Your task >> Copy out all of the material below word for word, line by line. Leave the pictures out of your copy.

Data provided >>
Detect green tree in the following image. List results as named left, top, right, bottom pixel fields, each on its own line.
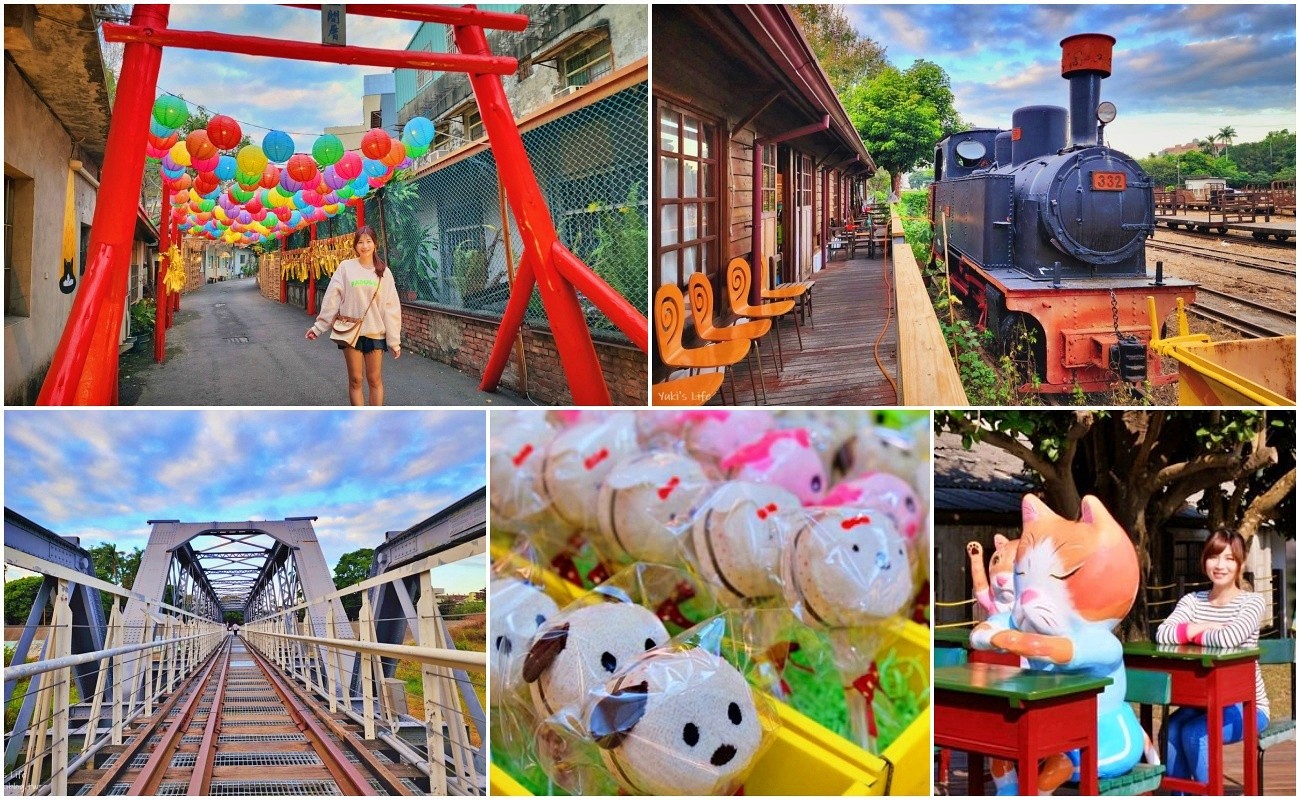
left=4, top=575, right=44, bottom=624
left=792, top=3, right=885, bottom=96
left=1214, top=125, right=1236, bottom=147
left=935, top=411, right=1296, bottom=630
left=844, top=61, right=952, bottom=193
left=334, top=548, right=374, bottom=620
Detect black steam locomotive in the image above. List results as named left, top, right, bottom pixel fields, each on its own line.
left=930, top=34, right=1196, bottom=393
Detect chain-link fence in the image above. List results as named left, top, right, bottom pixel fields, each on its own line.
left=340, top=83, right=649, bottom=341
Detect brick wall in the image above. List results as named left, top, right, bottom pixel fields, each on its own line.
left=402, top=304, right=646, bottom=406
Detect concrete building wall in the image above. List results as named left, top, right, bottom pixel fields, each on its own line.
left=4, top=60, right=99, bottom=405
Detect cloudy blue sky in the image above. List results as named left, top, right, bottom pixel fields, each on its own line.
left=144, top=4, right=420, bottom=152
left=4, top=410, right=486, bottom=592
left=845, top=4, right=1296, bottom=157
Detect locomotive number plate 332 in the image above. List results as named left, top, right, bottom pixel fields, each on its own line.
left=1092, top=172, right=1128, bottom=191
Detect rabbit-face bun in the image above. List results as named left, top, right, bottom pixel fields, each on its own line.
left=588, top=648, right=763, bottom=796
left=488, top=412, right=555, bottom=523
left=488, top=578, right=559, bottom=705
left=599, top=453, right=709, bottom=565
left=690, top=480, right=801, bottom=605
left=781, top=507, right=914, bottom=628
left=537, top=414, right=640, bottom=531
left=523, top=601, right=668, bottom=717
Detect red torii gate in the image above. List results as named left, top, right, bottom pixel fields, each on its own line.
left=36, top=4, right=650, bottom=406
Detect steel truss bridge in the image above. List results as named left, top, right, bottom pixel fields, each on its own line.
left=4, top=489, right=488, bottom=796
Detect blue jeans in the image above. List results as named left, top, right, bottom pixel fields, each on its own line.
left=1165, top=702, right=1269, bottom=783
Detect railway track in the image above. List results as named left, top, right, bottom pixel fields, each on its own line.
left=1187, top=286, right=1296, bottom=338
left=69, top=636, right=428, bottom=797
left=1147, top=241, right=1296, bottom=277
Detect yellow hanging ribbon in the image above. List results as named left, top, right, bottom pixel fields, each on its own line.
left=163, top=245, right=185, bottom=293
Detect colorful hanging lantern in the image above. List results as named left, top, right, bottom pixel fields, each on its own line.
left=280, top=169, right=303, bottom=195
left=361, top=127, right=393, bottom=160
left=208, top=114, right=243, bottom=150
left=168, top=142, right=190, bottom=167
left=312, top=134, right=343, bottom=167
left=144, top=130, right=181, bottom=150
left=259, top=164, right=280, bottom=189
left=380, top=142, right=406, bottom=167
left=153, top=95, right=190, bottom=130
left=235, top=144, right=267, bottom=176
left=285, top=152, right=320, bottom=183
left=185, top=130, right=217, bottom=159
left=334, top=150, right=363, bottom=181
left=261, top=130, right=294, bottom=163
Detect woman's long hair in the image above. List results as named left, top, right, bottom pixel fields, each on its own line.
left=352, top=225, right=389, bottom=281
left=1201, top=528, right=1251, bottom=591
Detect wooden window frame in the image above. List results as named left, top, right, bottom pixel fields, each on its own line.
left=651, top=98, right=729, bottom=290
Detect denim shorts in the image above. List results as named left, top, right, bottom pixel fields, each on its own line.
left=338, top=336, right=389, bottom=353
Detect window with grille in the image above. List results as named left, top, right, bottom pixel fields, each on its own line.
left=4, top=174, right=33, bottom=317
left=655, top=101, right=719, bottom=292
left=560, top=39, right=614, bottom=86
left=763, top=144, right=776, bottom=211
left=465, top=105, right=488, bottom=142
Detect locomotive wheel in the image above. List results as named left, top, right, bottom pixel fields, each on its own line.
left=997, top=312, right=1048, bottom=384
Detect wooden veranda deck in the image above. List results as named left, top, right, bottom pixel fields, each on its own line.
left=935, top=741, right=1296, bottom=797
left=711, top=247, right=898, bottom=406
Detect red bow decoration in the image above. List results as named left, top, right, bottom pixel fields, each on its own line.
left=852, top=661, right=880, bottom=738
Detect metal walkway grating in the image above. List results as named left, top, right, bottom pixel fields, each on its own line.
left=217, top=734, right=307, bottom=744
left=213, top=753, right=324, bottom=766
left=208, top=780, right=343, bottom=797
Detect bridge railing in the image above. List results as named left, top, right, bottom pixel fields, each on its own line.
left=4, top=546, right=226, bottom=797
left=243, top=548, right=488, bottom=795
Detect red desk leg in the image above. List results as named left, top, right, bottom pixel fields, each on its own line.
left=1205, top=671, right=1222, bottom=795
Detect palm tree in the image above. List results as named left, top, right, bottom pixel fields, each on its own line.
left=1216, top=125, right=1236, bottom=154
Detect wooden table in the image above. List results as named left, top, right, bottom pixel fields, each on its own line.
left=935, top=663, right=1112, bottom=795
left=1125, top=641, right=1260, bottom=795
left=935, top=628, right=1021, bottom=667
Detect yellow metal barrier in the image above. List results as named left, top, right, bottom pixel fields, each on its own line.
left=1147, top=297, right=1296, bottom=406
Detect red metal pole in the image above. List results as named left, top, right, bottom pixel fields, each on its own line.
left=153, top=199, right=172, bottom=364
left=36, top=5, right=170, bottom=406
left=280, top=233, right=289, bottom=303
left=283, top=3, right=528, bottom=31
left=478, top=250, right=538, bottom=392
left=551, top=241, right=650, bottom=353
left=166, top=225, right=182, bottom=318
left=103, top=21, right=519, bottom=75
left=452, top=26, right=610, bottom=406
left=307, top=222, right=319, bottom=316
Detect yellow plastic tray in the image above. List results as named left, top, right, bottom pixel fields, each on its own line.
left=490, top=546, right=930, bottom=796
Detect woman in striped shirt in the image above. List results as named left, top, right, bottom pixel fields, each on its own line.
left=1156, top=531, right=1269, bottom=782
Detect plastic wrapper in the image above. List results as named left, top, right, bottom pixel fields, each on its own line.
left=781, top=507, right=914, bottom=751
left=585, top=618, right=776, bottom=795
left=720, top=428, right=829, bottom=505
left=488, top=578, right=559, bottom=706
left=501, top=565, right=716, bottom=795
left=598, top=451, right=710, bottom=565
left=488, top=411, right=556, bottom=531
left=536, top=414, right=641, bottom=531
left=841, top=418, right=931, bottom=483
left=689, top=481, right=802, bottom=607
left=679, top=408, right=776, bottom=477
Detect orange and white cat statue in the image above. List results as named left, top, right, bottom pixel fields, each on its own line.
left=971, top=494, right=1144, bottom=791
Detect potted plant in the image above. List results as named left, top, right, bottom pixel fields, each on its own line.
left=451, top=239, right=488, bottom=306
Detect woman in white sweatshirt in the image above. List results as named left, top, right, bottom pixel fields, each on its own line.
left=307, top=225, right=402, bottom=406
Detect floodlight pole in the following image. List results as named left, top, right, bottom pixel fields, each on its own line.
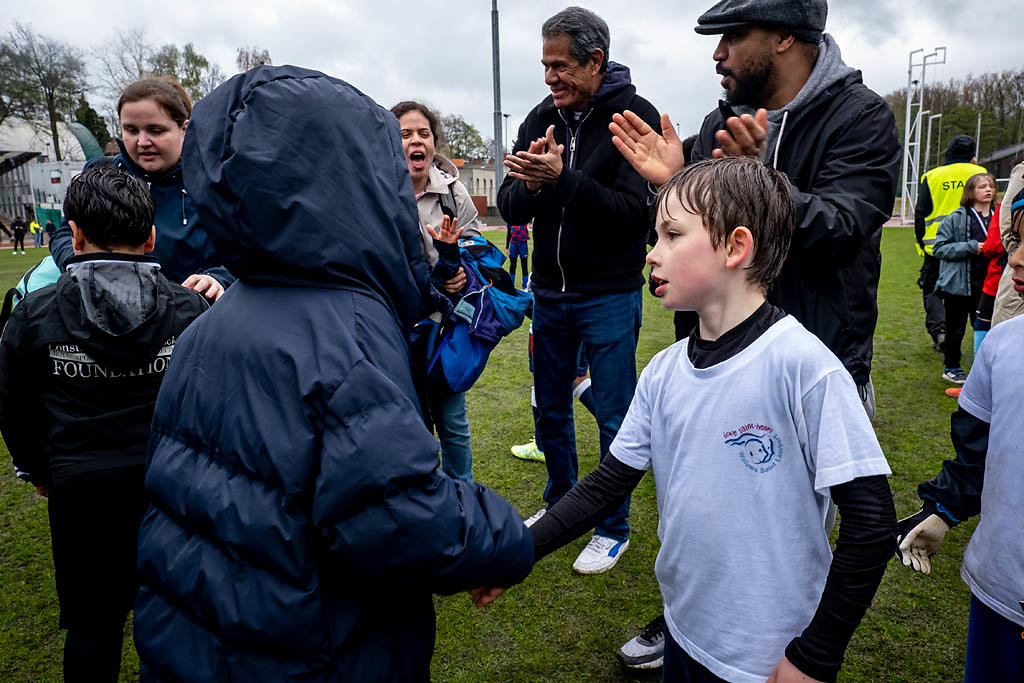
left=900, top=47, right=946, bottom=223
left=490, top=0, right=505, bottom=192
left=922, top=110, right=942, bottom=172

Task response >>
Detect green tree in the following image. List results as named left, top, right, bottom pixel fields, each on its own line.
left=4, top=575, right=44, bottom=624
left=792, top=3, right=885, bottom=96
left=1214, top=125, right=1236, bottom=147
left=935, top=411, right=1296, bottom=630
left=844, top=61, right=952, bottom=193
left=334, top=548, right=374, bottom=620
Detect black steam locomotive in the image above. List results as named left, top, right, bottom pixel fields, each on its own line.
left=930, top=34, right=1196, bottom=393
Detect chain-link fence in the image above. List results as named left, top, right, bottom pixel fields, each on its own line.
left=340, top=83, right=649, bottom=341
Detect brick wall in the image above. List results as named left, top, right, bottom pixel fields, each on its own line.
left=402, top=304, right=646, bottom=406
Detect concrete building wall in the image above. List results as named left, top, right, bottom pixel fields, each on its own line.
left=4, top=60, right=99, bottom=405
Detect cloudy blue sky in the image above. List results as named left, top, right, bottom pixel fields, each on its own line.
left=144, top=4, right=420, bottom=152
left=4, top=410, right=486, bottom=592
left=845, top=4, right=1296, bottom=157
Detect locomotive number plate 332 in the image above. List results as named left, top, right, bottom pixel fields, each on its own line.
left=1092, top=172, right=1128, bottom=191
Detect rabbit-face bun in the image above. List results as named left, top, right, bottom pixel fields, each on its own line.
left=588, top=648, right=763, bottom=796
left=488, top=412, right=555, bottom=523
left=488, top=578, right=559, bottom=705
left=599, top=453, right=709, bottom=565
left=690, top=480, right=801, bottom=605
left=781, top=507, right=914, bottom=628
left=537, top=414, right=640, bottom=531
left=523, top=601, right=668, bottom=717
Detect red torii gate in the image above. List results as named left, top, right, bottom pixel fields, each on its own line.
left=36, top=4, right=650, bottom=406
Detect steel truss bridge in the image above. List results as named left, top, right, bottom pixel fields, each on its own line.
left=4, top=489, right=488, bottom=796
Detect blue jeans in the image above. List results as named left, top, right, bottom pixel fields, each on its own line.
left=1165, top=702, right=1269, bottom=783
Detect railway track in the image above. List results as named left, top, right, bottom pixel fields, each on its own line.
left=1187, top=286, right=1296, bottom=338
left=69, top=636, right=428, bottom=797
left=1147, top=241, right=1296, bottom=277
Detect yellow hanging ribbon in the image above. List results as named left, top, right, bottom pixel fields, each on its own line.
left=163, top=245, right=185, bottom=293
Detect colorful hanging lantern in the image above. List results as named left, top, right, bottom pixel fields, each on its own line.
left=280, top=169, right=303, bottom=195
left=361, top=127, right=393, bottom=160
left=208, top=114, right=243, bottom=150
left=168, top=142, right=190, bottom=167
left=312, top=134, right=343, bottom=167
left=144, top=130, right=181, bottom=150
left=259, top=164, right=280, bottom=189
left=380, top=142, right=406, bottom=167
left=153, top=95, right=190, bottom=130
left=235, top=144, right=267, bottom=176
left=285, top=152, right=320, bottom=183
left=185, top=130, right=217, bottom=159
left=334, top=150, right=363, bottom=181
left=261, top=130, right=294, bottom=163
Detect woman's long hair in the image above. List results as named left, top, right, bottom pixel fields, each on its own line.
left=352, top=225, right=389, bottom=281
left=1201, top=528, right=1251, bottom=591
Detect wooden window frame in the image above. List results as named left, top, right, bottom pixel fields, each on its own line.
left=651, top=98, right=729, bottom=290
Detect denim shorts in the image above. List results as named left, top, right, bottom pixel fields, each on its own line.
left=338, top=336, right=389, bottom=353
Detect window with grille in the image above. List results as named left, top, right, bottom pixel fields, each on its own line.
left=4, top=174, right=33, bottom=317
left=655, top=101, right=719, bottom=292
left=560, top=39, right=614, bottom=86
left=763, top=144, right=776, bottom=211
left=465, top=105, right=488, bottom=142
Detect locomotive wheel in the image above. List results as named left, top, right, bottom pixel fields, each on its own line.
left=997, top=312, right=1048, bottom=384
Detect wooden veranda deck in the image above. List results as named left, top, right, bottom pixel fields, each on its own line.
left=935, top=741, right=1296, bottom=797
left=711, top=247, right=898, bottom=406
Detect red bow decoration in the image above. List results as named left, top, right, bottom pixel fields, each on its own line.
left=852, top=661, right=880, bottom=738
Detect metal walkway grating in the image above. List results as named left, top, right, bottom pixel fields, each on its own line.
left=217, top=734, right=307, bottom=744
left=213, top=753, right=324, bottom=766
left=208, top=780, right=343, bottom=797
Detect bridge railing in the image above. List results as named left, top, right, bottom pixel fields, each on its own line.
left=4, top=546, right=226, bottom=797
left=243, top=548, right=488, bottom=795
Detect red desk leg in the image above. List results as named left, top, right, bottom pixel fields, each on its own line.
left=1205, top=671, right=1222, bottom=795
Detect palm tree in the image above. List results as named left, top, right, bottom pixel fields, each on its own line.
left=1216, top=125, right=1236, bottom=154
Detect wooden table in the image above. List results as named left, top, right, bottom pixel fields, each on its own line.
left=935, top=663, right=1112, bottom=795
left=1125, top=641, right=1260, bottom=795
left=935, top=628, right=1021, bottom=667
Detect yellow metal barrier in the image above. List results as named left, top, right, bottom pixel fields, each on its own line.
left=1147, top=297, right=1296, bottom=406
Detect red metal pole in the image above. List results as named left, top, right, bottom pixel fields, each on its own line.
left=153, top=199, right=172, bottom=364
left=36, top=5, right=170, bottom=406
left=280, top=233, right=289, bottom=303
left=283, top=3, right=528, bottom=31
left=478, top=250, right=538, bottom=392
left=551, top=241, right=650, bottom=353
left=166, top=225, right=182, bottom=318
left=103, top=21, right=519, bottom=75
left=452, top=26, right=610, bottom=406
left=307, top=222, right=319, bottom=316
Detect yellow plastic tray in the image above. List results as named left, top, right, bottom pixel fields, each on its own line.
left=490, top=546, right=930, bottom=796
Detect woman in striped shirt in the image above. List results as named left, top, right, bottom pixel fields, each on its own line.
left=1156, top=531, right=1269, bottom=782
Detect plastic wrapper in the image above. List results as named left, top, right, bottom pixel fields, each on its own line.
left=781, top=507, right=914, bottom=751
left=585, top=618, right=776, bottom=795
left=720, top=428, right=829, bottom=505
left=488, top=578, right=559, bottom=706
left=501, top=565, right=716, bottom=795
left=598, top=451, right=710, bottom=565
left=488, top=411, right=556, bottom=531
left=536, top=414, right=641, bottom=531
left=841, top=418, right=931, bottom=483
left=689, top=481, right=802, bottom=607
left=679, top=408, right=776, bottom=477
Detect orange and white cat statue in the image above. List results as named left, top, right, bottom pixel fields, each on its own line.
left=971, top=494, right=1144, bottom=791
Detect potted plant in the image above. List results as named left, top, right, bottom pixel fields, each on its own line.
left=451, top=239, right=488, bottom=306
Detect woman in white sweatshirt in the image above. List results as named left, top, right, bottom pixel fields, each on its own line.
left=307, top=225, right=402, bottom=406
Detect floodlight pole in the following image. List results as named left, top, right, bottom pixel fields, each on its own line.
left=900, top=47, right=946, bottom=223
left=490, top=0, right=505, bottom=192
left=922, top=110, right=942, bottom=172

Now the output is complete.